在这里，我们将使用Reuters（商业和财经新闻）语料库。如果您尚未运行此页面顶部的导入单元格，请立即运行（单击它并按SHIFT-RETURN）。该语料库包含10,788个新闻文件，总计130万字。这些文件涵盖90个类别，分为测试集和训练集。我们在下面提供了read_corpus函数，它只从“crude”（即有关石油，天然气等的新闻文章）类别中提取文章。该函数还为每个文档和小写单词添加了START和END标记。您没有执行任何其他类型的预处理。

def read_corpus(category="crude"):
    """ Read files from the specified Reuter's category.
        Params:
            category (string): category name
        Return:
            list of lists, with words from each of the processed files
    """
    ## files为docement列表
    files = reuters.fileids(category)
    # 返回结果是的列表里面很多个小列表，每个小列表是一篇文章
    # [START_TOKEN] + [ w.lower()for f in files for w in list(reuters.words(f)) ]+ [END_TOKEN] 这种表示是所有文章在一个列表中
    return [[START_TOKEN] + [w.lower() for w in list(reuters.words(f))] + [END_TOKEN] for f in files]

路透社新闻相互覆盖，即一条新闻包含好几个主题，即文件和类别是一对多的关系。例如：
查询主题为baley的文章，reuters.fileids(‘barley’)

数据摘录
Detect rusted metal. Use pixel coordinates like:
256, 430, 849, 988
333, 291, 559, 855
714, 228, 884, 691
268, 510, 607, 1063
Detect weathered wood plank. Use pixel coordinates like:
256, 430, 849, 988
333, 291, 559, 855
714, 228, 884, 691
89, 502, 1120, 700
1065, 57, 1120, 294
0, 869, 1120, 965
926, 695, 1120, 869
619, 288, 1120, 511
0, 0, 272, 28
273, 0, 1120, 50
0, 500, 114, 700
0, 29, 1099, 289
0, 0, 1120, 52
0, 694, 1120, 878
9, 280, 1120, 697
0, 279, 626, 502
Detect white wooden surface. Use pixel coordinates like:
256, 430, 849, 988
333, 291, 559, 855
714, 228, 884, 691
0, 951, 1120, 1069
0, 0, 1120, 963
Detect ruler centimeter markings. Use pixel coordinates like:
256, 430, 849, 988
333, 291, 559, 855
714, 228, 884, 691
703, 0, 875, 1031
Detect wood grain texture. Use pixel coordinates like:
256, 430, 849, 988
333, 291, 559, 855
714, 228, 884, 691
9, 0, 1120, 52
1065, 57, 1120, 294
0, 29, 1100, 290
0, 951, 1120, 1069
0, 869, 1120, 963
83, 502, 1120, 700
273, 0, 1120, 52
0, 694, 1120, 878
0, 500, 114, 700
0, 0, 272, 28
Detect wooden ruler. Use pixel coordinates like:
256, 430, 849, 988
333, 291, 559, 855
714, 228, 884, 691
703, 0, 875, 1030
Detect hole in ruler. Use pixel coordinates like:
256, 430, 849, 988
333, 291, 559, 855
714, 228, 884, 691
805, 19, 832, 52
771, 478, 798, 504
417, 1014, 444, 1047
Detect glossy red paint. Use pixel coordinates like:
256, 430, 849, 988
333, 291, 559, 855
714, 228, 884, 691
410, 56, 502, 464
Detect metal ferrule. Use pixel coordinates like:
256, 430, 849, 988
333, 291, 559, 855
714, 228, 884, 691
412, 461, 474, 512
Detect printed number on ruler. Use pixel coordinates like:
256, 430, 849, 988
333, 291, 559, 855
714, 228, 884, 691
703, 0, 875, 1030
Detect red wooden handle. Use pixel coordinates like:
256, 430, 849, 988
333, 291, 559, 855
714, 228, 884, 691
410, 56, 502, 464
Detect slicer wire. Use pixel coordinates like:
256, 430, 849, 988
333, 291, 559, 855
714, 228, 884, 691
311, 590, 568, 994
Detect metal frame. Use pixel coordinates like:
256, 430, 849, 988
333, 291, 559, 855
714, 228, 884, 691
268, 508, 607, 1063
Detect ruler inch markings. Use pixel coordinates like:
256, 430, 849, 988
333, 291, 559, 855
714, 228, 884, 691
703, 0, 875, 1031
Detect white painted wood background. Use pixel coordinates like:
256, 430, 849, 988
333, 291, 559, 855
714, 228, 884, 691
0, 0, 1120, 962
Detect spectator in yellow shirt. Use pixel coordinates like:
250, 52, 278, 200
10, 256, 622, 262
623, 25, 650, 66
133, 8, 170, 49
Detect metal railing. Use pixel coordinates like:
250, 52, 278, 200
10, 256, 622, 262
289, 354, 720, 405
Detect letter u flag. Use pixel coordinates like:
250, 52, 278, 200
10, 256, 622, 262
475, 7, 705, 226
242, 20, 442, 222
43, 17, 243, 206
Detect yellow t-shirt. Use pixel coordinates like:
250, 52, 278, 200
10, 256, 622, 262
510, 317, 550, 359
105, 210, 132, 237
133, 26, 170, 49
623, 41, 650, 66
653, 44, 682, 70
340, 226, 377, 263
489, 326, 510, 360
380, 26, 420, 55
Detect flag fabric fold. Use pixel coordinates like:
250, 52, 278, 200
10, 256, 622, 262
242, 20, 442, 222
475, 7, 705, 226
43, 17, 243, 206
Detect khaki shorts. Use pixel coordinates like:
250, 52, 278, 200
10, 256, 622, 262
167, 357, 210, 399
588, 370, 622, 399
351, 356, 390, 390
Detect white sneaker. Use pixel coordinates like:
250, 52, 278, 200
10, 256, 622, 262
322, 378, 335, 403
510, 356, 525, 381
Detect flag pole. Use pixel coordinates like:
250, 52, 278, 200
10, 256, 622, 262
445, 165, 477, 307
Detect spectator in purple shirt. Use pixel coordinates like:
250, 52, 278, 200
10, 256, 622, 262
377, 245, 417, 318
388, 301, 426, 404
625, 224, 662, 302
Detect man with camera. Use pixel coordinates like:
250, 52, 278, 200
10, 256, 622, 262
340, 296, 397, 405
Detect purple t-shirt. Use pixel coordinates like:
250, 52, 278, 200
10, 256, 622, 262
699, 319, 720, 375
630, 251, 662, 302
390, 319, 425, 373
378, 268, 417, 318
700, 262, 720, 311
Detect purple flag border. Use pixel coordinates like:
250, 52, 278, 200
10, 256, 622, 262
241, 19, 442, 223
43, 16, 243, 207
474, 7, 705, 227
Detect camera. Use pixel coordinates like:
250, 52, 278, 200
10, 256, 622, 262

任务目标
将上面关于路透社语料库的阅读材料中从“# 返回结果是的列表里面很多个小列表，每个小列表是一篇文章”到“查询主题为baley的文章，reuters.fileids(‘barley’)”的这一段逐字照抄下来。

完整答案
# 返回结果是的列表里面很多个小列表，每个小列表是一篇文章
    # [START_TOKEN] + [ w.lower()for f in files for w in list(reuters.words(f)) ]+ [END_TOKEN] 这种表示是所有文章在一个列表中
    return [[START_TOKEN] + [w.lower() for w in list(reuters.words(f))] + [END_TOKEN] for f in files]

路透社新闻相互覆盖，即一条新闻包含好几个主题，即文件和类别是一对多的关系。例如：
查询主题为baley的文章，reuters.fileids(‘barley’)